■ EXERCISE REQUIREMENTS
A - Copy from the macb patch email below the passage starting at "macb_start_xmit() and macb_tx_restart()" up to and including "any kernel-visible indication.".
B - Extend the macb PCIe doorbell patch email, picking up right after its final sentence.

■ EXTRACTED TEXT
Netdev List
 help / color / mirror / Atom feed
From: Lukasz Raczylo <lukasz@raczylo.com>
To: netdev@vger.kernel.org
Cc: Theo Lebrun <theo.lebrun@bootlin.com>,
	Andrea della Porta <andrea.porta@suse.com>,
	Nicolas Ferre <nicolas.ferre@microchip.com>,
	Claudiu Beznea <claudiu.beznea@tuxon.dev>,
	Andrew Lunn <andrew+netdev@lunn.ch>,
	"David S . Miller" <davem@davemloft.net>,
	Eric Dumazet <edumazet@google.com>,
	Jakub Kicinski <kuba@kernel.org>, Paolo Abeni <pabeni@redhat.com>,
	linux-kernel@vger.kernel.org,
	linux-arm-kernel@lists.infradead.org,
	linux-rpi-kernel@lists.infradead.org
Subject: [PATCH net-next v2 1/3] net: macb: flush PCIe posted write after TSTART doorbell (PCIe-only)
Date: Thu, 14 May 2026 22:54:57 +0100	[thread overview]
Message-ID: <20260514215459.36109-2-lukasz@raczylo.com> (raw)
In-Reply-To: <20260514215459.36109-1-lukasz@raczylo.com>

macb_start_xmit() and macb_tx_restart() kick transmission by
OR-ing MACB_BIT(TSTART) into NCR.  On PCIe-attached macb
instances (BCM2712 + RP1 PCIe south bridge on Raspberry Pi 5 is
the case I have in front of me), writes to NCR are posted PCIe
writes: they are not guaranteed to reach the device before the
issuing CPU returns.  If the TSTART doorbell does not reach the
MAC, no TX begins, no TCOMP completion arrives, and the ring
remains quiescent without any kernel-visible indication.

Add a read-back of NCR after each TSTART write.  The read is an
architected PCIe read barrier for earlier posted writes on the
same path; it ensures the doorbell has reached the MAC before
the function returns.  As a side effect on macb_start_xmit() it
also flushes the preceding macb_tx_lpi_wake() NCR write -- not
just TSTART -- since the barrier applies to all prior posted
writes by the same requester.

■ RECORDED INFORMATION
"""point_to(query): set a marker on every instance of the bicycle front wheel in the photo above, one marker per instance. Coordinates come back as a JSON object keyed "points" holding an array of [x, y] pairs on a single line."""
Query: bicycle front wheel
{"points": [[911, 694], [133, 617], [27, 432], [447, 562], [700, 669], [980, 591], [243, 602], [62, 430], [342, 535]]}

■ RESPONSES BY TASK
A -
macb_start_xmit() and macb_tx_restart() kick transmission by
OR-ing MACB_BIT(TSTART) into NCR.  On PCIe-attached macb
instances (BCM2712 + RP1 PCIe south bridge on Raspberry Pi 5 is
the case I have in front of me), writes to NCR are posted PCIe
writes: they are not guaranteed to reach the device before the
issuing CPU returns.  If the TSTART doorbell does not reach the
MAC, no TX begins, no TCOMP completion arrives, and the ring
remains quiescent without any kernel-visible indication.

B -
The cost is one non-posted PCIe read per TSTART.  To avoid
imposing this on SoC-integrated macb variants (Atmel, Microchip,
SiFive, Xilinx), where NCR is on-chip MMIO and no fabric
posted-write concern exists, gate the readback behind a new
MACB_CAPS_PCIE_POSTED_WRITES capability set only on
raspberrypi_rp1_config.

Note that the raspberrypi/linux vendor fork carries a local
patch around the TSTART site (a queue->tx_pending breadcrumb
that is promoted to queue->txubr_pending by the next TCOMP
interrupt, triggering macb_tx_restart()).  That workaround makes
the loss recoverable under traffic, but it cannot help if TCOMP
itself is not raised because no TX started -- which is exactly
the case targeted here.  The handshake is not present in
mainline.

Link: https://github.com/cilium/cilium/issues/43198
Link: https://bugs.launchpad.net/ubuntu/+source/linux-raspi/+bug/2133877
Signed-off-by: Lukasz Raczylo <lukasz@raczylo.com>
---
 drivers/net/ethernet/cadence/macb.h      |  4 ++++
 drivers/net/ethernet/cadence/macb_main.c | 15 +++++++++++++++
 2 files changed, 19 insertions(+)

diff --git a/drivers/net/ethernet/cadence/macb.h b/drivers/net/ethernet/cadence/macb.h
index 2de56017e..ce9037f9e 100644
--- a/drivers/net/ethernet/cadence/macb.h
+++ b/drivers/net/ethernet/cadence/macb.h
@@ -791,6 +791,10 @@
 #define MACB_CAPS_USRIO_HAS_MII			BIT(26)
 #define MACB_CAPS_USRIO_HAS_REFCLK_SOURCE	BIT(27)
 #define MACB_CAPS_USRIO_HAS_TSUCLK_SOURCE	BIT(28)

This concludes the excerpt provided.